▶ [What this exercise asks]:
A. Translate this sentence from the article on life lessons high school should teach into Spanish: "Previous to ordering anything- yes I do mean anything- decide exactly how the check is going to be divided."
B. Pick up the article on life lessons high school should teach after its last sentence and keep writing it.
— Begin Page excerpt —
High school is certainly more than a convenient building in which to make out, dodge authority figures and become Homecoming Queen, despite what other teens (and our memories) may have told you. So what should we wide eyed teens have learned instead of Geometry and Magic the Gathering? As a young woman embarking on my own life journey, I’ve found many things that trip me on the way to “Big Girl Land,” things that I’m positive I should have learned in high school so I didn’t have to learn it the painful way.
1. How to Divide the Check at A Restaurant
Real World Math Class: You’re out to eat with five friends. If everyone ordered two appetizers to share, you ordered a $10 dish, and you only want to tip 15% how much of the $67 dollar check will you have to pay on your debit card in order to escape? (Editor/waitress’ note: if you’re in a six-top of college kids on a weekend night, tip more than 15%.)
Previous to ordering anything- yes I do mean anything- decide exactly how the check is going to be divided. I personally (after frustrating moments trapped at a dinner table feeling positive I’m getting ripped off) suggest going halfsies on appetizers or desserts and having everything else be separate.
2. Basic Repairs You Must Know To Survive
Real World Shop Class: You’ve woken up on an average Tuesday to discover your sink is coughing up a substance that makes you positive the previous owner stuffed a corpse in the pipes. Running the water only makes it worse and now that you think of it, should the dishwasher be making that clanking death-to-all-humans noise?
— End Page excerpt —
— Begin Data extract —
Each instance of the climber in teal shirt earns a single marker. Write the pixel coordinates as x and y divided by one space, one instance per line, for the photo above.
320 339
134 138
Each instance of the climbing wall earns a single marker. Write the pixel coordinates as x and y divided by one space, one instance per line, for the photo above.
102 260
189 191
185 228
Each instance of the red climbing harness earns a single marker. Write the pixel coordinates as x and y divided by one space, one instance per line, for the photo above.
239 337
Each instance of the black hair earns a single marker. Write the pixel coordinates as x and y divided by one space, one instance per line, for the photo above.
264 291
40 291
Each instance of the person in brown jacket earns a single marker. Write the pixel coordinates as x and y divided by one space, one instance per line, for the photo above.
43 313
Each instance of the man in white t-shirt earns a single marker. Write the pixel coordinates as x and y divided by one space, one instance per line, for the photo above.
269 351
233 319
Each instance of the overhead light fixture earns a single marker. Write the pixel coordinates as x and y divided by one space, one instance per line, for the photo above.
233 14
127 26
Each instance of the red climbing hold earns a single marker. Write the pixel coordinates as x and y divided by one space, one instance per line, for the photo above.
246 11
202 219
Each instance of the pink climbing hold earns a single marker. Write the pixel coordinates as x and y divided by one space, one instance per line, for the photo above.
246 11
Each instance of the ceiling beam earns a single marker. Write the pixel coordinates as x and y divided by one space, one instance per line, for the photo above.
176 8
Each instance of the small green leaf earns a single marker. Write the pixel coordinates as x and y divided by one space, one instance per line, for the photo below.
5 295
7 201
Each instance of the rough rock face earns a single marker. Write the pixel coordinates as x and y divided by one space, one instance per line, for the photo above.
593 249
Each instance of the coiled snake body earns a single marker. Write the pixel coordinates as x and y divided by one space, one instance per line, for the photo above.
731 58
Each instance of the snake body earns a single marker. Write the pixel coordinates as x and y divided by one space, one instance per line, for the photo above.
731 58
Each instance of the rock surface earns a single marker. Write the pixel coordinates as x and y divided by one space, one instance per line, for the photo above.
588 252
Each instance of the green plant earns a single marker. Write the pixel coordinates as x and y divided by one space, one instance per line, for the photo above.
— End Data extract —
▶ [Results]:
A. Antes de pedir cualquier cosa (sí, me refiero a cualquier cosa), decide exactamente cómo se va a dividir la cuenta.

B.
Learning to detach, clean, and reset your disposal is a life skill, as well as lighting the water heater pilot, changing a tire, and patching a wall. You will have to do all of these things at some point and it’s so much easier if someone competent walks you through it the first time so you don’t always have to pay a mechanic. Maintaining your living space is a necessity to survive in a world where you must pay out the nose for repairs, so save that panicked call for a real emergency.
3. Obesity Comes Swiftly to Those Who Can’t Cook
Real World Home Economics: It’s an undeniable fact that fast food is cheap and easily obtained. Waffle House has a dollar menu now, and the entirety of McDonalds can be bought with twenty bucks tops, but you’ve started to notice your pants don’t fit and you’re pretty sure you didn’t sweat grease before. Time to start cooking your own meals, because despite your best efforts, you surely can’t make something with more calories than a deep dish meat lover’s pizza from Dominos with triple cheese.
Learn to make three basic dishes; spaghetti, baked chicken on top of a veggie of your choice and scrambled eggs. If you learn to make these three basic meals you will not only fill yourself with relatively wholesome food, you’ll save money and smell less like cheese when you run.
Though high school classes were woefully short of these lessons, you can rest assured that when all else fails, your trusted adult friends are there to support you. And if that doesn’t work, Google it!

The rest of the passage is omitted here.